> Document section:

Eventually a highway was built south of the lake and El Estor slipped back into near oblivion.

Things get active again in the 1960s when a high grade of nickel was discovered nearby. A Canadian company, via its Guatemalan subsidiary, put money into the town, building the roads and a town square, a hospital (now finally being restored for use), housing and schools, even a golf course for the employees.

Their plant stood a couple miles outside of town. It’s still there under its tall smokestack, fenced off and guarded, looking like it could swing into some kind of action shortly.

Various technical and transportation difficulties shut it down in 1977, “much to the relief of the locals who had witnessed the decimation of the surrounding forests and rivers” says Shelagh McNally in Pocket Adventures Guatemala.

Our host at the hotel had been employed at the mine in its prime. He was happy to take us out there and tried to explain how the plant had been operated; neither of our language skills were sophisticated enough for some of the discussion. Apparently, they needed to generate a lot of electricity and eventually the price of diesel fuel for the power plant contributed to their demise.

What looks even clearer in El Estor than in our ‘home town’ of Fronteras is that many many people, maybe 80-90 percent? are the indigenous Mayan, K’iche’. Reading further into Shelagh McNally’s book, I learned that land rights have been and continue to be of ongoing concern in this area. There was an infamous massacre here in 1978, 100 people gunned down by the Guatemalan army. Amnesty International came through in 1999 after a prominent human rights activist went, and stayed, missing. And in recent years, the Guatemalan military has violently evicted Mayan communities living on land the government preferred to transfer to international corporations.

Although there was successful community resistance to keep international oil drilling out of the lake, efforts to promote conservation and preservation in the area, which is quite near the extensive valley of the Rio Polochic BioReserve, are also fairly low-key.

Since the nickel mine isn’t running, and there aren’t really any signs of a fishing industry, or a cattle industry, or much commercial agriculture, except on a very small scale, it’s hard to say what makes the money go round.

> Tasks and exercises:
[a] Do these statements agree with the passage about El Estor? Answer yes or no for each and quote the deciding words. (i) The nickel plant was shut down in 1977. (ii) The plant stood in the middle of the town. (iii) Community resistance succeeded in keeping international oil drilling out of the lake.
[b] According to the passage about El Estor, what did the Canadian company build in the town?
[c] Carry on the passage about El Estor from its last sentence.

> Raw data:
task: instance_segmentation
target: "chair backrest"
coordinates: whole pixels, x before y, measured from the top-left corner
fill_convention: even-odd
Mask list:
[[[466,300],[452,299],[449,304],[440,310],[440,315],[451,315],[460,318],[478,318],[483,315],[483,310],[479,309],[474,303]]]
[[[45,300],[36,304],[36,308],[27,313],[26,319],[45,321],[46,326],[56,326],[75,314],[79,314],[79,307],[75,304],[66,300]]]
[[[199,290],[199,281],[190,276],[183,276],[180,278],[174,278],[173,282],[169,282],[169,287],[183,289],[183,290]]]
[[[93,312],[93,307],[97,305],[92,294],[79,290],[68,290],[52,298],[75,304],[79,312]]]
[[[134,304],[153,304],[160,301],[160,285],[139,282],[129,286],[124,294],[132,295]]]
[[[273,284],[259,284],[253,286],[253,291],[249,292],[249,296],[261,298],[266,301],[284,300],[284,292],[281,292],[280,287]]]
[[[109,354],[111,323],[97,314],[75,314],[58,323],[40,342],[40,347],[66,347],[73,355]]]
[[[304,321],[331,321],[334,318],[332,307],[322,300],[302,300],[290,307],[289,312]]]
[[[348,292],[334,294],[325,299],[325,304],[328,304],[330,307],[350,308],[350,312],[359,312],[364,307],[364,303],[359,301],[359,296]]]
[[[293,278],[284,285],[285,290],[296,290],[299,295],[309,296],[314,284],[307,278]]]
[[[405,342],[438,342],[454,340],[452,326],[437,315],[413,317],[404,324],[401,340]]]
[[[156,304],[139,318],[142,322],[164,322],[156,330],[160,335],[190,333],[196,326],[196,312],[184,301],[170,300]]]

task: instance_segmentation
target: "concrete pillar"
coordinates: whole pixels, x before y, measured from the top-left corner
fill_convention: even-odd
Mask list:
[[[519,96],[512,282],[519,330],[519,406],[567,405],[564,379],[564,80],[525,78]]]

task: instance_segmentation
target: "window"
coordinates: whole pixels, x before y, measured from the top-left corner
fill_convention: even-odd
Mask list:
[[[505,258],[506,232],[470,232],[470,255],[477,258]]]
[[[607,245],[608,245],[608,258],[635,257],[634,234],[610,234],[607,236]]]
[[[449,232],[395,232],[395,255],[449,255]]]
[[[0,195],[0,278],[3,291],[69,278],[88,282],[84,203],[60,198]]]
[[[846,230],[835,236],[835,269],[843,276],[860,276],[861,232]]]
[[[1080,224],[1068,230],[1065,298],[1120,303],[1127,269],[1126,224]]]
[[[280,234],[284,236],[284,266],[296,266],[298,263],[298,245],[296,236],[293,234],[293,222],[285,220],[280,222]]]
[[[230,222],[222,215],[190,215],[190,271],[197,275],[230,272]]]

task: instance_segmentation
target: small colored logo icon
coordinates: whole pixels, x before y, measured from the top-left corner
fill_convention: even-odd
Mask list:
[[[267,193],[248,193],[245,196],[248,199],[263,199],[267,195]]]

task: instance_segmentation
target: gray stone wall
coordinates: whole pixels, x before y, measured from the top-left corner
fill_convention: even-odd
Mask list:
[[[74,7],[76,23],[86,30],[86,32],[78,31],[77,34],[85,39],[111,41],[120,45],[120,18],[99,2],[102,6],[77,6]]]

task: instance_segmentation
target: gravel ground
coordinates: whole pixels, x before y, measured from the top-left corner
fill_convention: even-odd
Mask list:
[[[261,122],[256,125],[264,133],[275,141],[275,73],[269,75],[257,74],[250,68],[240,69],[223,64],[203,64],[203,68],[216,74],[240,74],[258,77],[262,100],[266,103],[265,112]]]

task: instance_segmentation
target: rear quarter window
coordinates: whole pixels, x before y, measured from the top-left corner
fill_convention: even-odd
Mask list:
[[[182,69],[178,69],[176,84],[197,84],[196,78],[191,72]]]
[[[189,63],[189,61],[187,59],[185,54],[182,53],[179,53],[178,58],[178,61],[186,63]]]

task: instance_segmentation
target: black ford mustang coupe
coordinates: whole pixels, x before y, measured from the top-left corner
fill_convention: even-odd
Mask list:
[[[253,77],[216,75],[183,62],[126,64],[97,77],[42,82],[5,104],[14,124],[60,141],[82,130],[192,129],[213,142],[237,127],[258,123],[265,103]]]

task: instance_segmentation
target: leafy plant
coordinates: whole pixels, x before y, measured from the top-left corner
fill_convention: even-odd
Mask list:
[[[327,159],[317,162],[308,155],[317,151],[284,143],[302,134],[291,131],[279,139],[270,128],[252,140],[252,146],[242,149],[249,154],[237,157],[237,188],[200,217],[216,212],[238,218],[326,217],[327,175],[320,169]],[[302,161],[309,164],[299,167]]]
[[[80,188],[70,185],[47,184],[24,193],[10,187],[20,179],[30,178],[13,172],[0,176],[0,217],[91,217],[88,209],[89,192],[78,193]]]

> Answers:
[a]
(i) Yes: "Various technical and transportation difficulties shut it down in 1977"
(ii) No: "Their plant stood a couple miles outside of town."
(iii) Yes: "there was successful community resistance to keep international oil drilling out of the lake"

[b] roads, a town square, a hospital, housing, schools, a golf course

[c]
At least that’s the gist of what I’ve learned by Googling around, in particular from

The orderly grid of streets, broad, with curbs and sidewalks, give El Estor a dignity unlike the usual bustling but ramshackle feel of other Guatemalan towns. I’m nearly certain that we were the only tourists in town, and after we’d been up two or three blocks, and over four more, everyone knew us as well.

We did our best to entertain them: taking pictures in a surprisingly well-stocked music store,
checking out an aguardiente (firewater, as in grain alcohol!) joint, watching cayugas get loaded (not with firewater!) for trips to even smaller villages somewhere.
We drank street-vendor drinks out of plastic bags, and a chocolate licuado made with Nesquick that was pretty good. We checked out a small eco-resort, visited the nickel mine, ate something delicious smokily cooked over an oil drum, and slept in our tiny lake view cabin.
Next day, as we had a tipico (refried beans, plantains, eggs, bit of cheese, tortillas, fresh juice) breakfast at a cafe overlooking the square, we tried to give part of it to a young boy, in neat clean clothes but clearly hungry, who had been watching us intently. The waitress intervened to stop us, ‘on principle’, the principle of not having their customers hit upon, I guess.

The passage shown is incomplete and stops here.